### GIVEN INFORMATION
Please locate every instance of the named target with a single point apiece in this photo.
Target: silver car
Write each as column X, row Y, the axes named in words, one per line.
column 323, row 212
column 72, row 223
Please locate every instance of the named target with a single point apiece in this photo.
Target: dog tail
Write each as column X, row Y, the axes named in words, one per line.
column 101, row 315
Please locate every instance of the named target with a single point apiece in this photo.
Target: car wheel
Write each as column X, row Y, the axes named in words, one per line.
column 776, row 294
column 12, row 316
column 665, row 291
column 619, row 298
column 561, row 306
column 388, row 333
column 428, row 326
...
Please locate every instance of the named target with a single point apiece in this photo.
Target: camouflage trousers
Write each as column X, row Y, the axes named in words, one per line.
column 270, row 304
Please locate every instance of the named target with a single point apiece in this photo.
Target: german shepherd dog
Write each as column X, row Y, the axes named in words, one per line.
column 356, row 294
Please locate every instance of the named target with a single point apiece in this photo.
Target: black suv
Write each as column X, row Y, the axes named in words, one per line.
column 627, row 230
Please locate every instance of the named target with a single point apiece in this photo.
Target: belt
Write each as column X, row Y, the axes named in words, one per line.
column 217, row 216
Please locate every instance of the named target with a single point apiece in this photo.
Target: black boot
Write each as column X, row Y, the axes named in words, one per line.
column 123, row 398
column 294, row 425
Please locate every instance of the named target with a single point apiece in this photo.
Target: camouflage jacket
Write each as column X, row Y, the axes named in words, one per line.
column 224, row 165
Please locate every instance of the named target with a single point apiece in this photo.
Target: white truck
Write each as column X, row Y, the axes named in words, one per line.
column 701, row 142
...
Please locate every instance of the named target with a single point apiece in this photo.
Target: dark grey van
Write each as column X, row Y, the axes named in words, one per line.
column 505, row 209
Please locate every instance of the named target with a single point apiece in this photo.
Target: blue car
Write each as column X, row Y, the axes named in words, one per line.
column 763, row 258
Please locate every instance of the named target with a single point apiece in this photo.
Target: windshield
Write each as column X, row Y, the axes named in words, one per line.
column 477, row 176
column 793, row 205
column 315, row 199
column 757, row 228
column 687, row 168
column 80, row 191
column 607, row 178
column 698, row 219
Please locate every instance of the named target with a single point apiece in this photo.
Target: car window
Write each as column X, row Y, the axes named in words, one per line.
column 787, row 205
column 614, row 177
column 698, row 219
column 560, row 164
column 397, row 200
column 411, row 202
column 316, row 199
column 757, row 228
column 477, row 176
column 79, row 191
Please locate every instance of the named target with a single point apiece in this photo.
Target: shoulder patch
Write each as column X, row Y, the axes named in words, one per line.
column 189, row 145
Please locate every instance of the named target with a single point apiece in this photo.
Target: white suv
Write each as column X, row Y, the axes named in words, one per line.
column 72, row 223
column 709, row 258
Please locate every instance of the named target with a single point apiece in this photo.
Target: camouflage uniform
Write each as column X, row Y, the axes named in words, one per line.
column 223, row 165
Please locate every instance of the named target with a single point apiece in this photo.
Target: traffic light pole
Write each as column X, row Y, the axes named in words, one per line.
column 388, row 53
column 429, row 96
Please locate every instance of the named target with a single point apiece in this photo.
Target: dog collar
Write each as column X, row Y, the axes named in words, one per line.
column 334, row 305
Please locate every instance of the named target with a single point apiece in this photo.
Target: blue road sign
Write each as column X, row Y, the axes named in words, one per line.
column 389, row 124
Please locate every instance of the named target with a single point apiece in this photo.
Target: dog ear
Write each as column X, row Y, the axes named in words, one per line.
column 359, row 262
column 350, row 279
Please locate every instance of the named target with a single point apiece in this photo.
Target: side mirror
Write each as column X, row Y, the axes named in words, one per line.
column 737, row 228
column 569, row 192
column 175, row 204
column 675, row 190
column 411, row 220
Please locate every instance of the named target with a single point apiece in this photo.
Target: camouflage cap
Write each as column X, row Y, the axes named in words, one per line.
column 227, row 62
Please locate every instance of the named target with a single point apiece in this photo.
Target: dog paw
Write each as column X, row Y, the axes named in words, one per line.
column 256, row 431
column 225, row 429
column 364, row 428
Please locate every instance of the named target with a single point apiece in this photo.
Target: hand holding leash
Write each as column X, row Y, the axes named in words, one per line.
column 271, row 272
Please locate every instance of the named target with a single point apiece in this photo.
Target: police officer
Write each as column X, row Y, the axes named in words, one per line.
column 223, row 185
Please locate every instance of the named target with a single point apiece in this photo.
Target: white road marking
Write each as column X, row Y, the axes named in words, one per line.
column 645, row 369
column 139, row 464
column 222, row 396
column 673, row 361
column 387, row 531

### EXERCISE DESCRIPTION
Count the lines in the records that contain the word "white". Give only the number.

### ANSWER TO THE TASK
3